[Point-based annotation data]
* start *
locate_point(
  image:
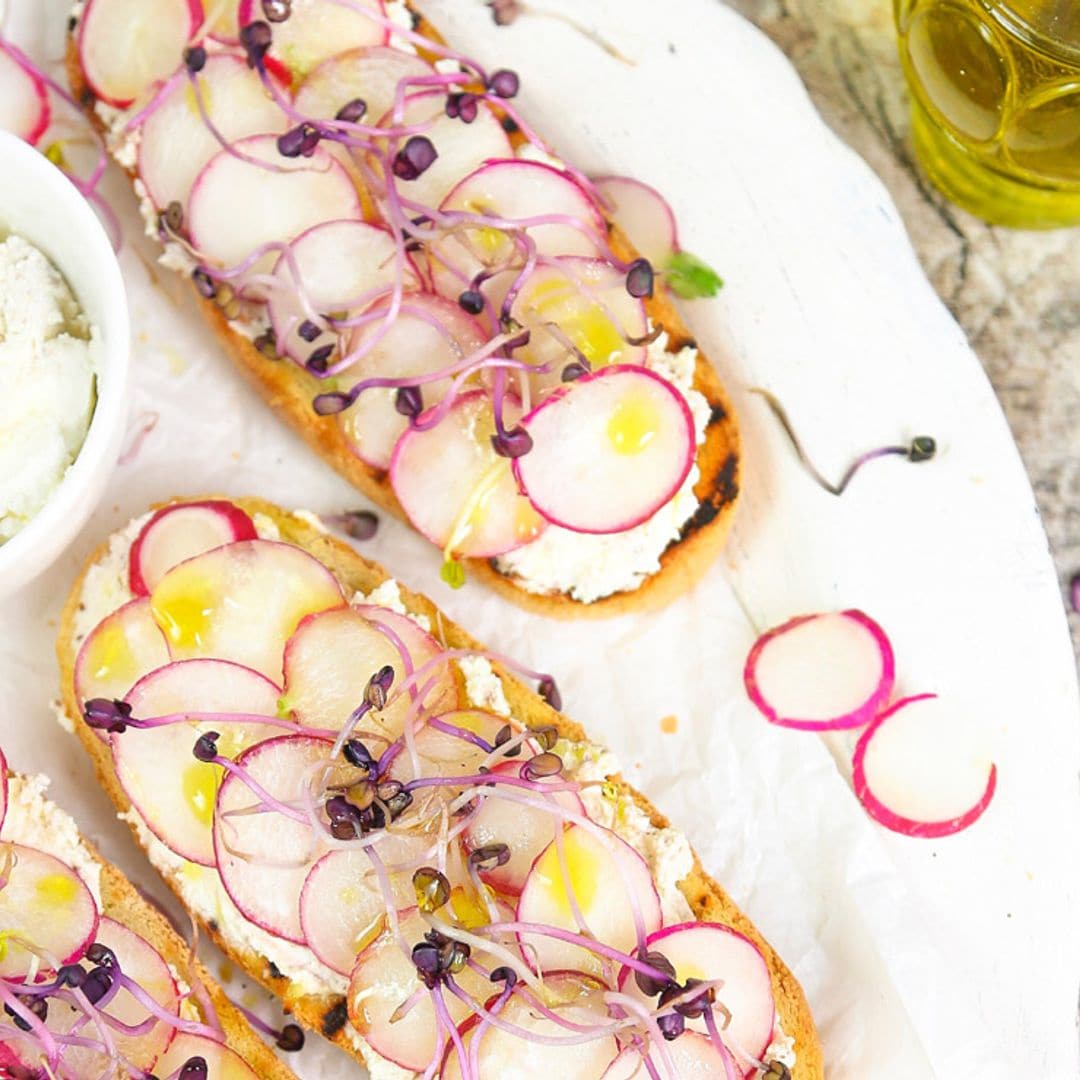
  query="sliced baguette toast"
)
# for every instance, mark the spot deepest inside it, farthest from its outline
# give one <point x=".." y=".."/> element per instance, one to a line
<point x="326" y="1013"/>
<point x="288" y="391"/>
* end *
Short exercise ▸ Reproduce every record above exactly, omitting the pictures.

Task output ▸
locate_point(
  image:
  query="sliced baguette toast"
)
# for every instance, mark the spot deepest inside it, farthest from its outline
# give one <point x=".." y=".."/> element per instance, one to a line
<point x="326" y="1013"/>
<point x="288" y="391"/>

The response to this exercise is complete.